- **DOCUMENT TEXT**:

━━━━━━━━

When I think of what makes America great much comes to mind:

When I think of what makes America great much comes to mind: our indomitable work ethic, our spirit of innovation, American Manufacturing (…hat tip to our CNC machine operators and machinists out there!…), the bravery and sacrifice of the men and women of our armed forces (a hearty salute to those American warriors!)…the list is endless.

Speaking of innovation I came across a few items this past week that the DIY CNC crowd may find interesting…
http://paulshaasresources.wordpress.com/2013/07/06/diy-cnc-the-kickstarter-way/

Where do you see that the designers of Handibot and Othermill are American?
And…why does it matter? (As long as they use sane, metric nuts and bolts.)

@Marcus_Wolschon while I sympathize with the subtext of your comment, and can do without the RA!RA!USA! bs myself, Handibot is designed by ShopBot, a company from North Carolina. Othermill is designed by Otherfab, a San Francisco based group. Odds are good they both used imperial nuts and bolts, not to mention slot screws.

━━━━━━━━

- **PROBLEMS**:
[1] List every quality or group that the CNC discussion's opening sentence names as something that makes America great.
[2] According to the CNC discussion, where is the group that designed Othermill based?
[3] From the CNC discussion, copy the stretch from "Speaking of innovation" through "Othermill are American?".

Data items

━━━━━━━━

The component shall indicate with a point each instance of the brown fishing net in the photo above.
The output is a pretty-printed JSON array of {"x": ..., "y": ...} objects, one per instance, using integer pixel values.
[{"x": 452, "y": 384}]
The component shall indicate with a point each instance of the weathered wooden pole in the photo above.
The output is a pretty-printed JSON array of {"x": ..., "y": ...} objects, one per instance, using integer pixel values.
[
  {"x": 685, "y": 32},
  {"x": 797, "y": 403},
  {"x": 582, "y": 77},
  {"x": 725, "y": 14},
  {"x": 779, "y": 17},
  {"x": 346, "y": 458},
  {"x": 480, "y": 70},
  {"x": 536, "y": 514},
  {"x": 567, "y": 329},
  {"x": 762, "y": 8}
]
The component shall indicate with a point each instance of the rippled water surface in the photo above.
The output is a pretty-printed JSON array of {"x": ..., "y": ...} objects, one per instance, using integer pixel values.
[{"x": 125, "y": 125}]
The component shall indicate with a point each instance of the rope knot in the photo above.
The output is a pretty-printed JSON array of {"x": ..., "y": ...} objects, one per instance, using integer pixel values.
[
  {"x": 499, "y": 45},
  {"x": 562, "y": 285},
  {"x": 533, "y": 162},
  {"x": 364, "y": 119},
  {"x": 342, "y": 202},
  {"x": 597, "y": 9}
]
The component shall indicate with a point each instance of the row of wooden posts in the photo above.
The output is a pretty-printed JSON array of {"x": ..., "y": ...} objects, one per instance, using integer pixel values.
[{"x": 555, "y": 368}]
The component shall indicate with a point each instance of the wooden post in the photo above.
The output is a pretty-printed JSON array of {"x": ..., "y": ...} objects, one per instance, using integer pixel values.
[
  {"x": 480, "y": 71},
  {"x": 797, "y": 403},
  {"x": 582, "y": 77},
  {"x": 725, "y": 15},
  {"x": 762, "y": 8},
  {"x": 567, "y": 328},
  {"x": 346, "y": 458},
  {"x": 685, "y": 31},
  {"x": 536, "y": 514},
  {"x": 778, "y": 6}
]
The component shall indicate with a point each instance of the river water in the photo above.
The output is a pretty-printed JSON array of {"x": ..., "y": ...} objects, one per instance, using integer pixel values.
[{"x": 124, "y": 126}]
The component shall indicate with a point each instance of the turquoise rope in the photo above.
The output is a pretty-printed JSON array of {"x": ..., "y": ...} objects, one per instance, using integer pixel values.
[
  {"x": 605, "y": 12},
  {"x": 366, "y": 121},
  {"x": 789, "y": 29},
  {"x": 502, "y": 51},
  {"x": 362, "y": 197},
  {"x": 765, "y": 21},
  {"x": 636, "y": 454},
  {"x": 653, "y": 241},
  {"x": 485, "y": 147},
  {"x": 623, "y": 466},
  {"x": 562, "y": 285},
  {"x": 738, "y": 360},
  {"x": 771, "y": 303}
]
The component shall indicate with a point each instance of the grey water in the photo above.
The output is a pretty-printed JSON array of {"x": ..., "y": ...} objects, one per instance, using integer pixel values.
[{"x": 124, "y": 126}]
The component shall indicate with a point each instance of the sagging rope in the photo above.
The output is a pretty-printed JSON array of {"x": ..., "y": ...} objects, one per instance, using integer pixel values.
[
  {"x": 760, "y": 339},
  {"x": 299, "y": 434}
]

━━━━━━━━

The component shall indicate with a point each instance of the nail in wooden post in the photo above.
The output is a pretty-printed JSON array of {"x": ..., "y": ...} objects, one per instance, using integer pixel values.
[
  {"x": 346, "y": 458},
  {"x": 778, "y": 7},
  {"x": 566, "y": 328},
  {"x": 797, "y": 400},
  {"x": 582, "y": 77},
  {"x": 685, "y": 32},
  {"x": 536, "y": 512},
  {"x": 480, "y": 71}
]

━━━━━━━━

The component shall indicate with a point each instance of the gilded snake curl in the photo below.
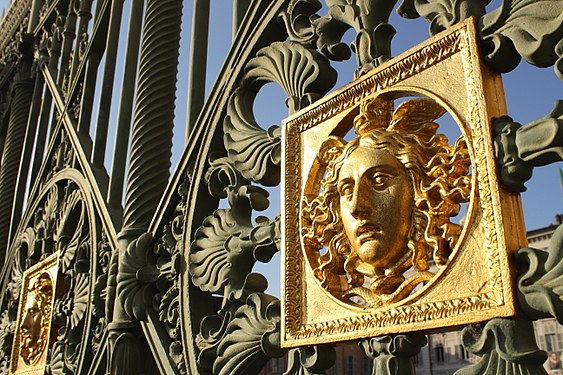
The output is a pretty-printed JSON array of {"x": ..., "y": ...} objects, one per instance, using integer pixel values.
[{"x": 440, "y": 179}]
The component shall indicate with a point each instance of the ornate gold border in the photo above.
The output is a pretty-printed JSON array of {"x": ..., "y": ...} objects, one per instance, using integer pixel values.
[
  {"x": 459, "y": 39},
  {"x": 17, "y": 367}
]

━━━━━━━━

- **SOLVED TASKS**:
[1]
- our indomitable work ethic
- our spirit of innovation
- American Manufacturing
- the bravery and sacrifice of the men and women of our armed forces

[2] Otherfab is a San Francisco-based group.

[3]
Speaking of innovation I came across a few items this past week that the DIY CNC crowd may find interesting…
http://paulshaasresources.wordpress.com/2013/07/06/diy-cnc-the-kickstarter-way/

Where do you see that the designers of Handibot and Othermill are American?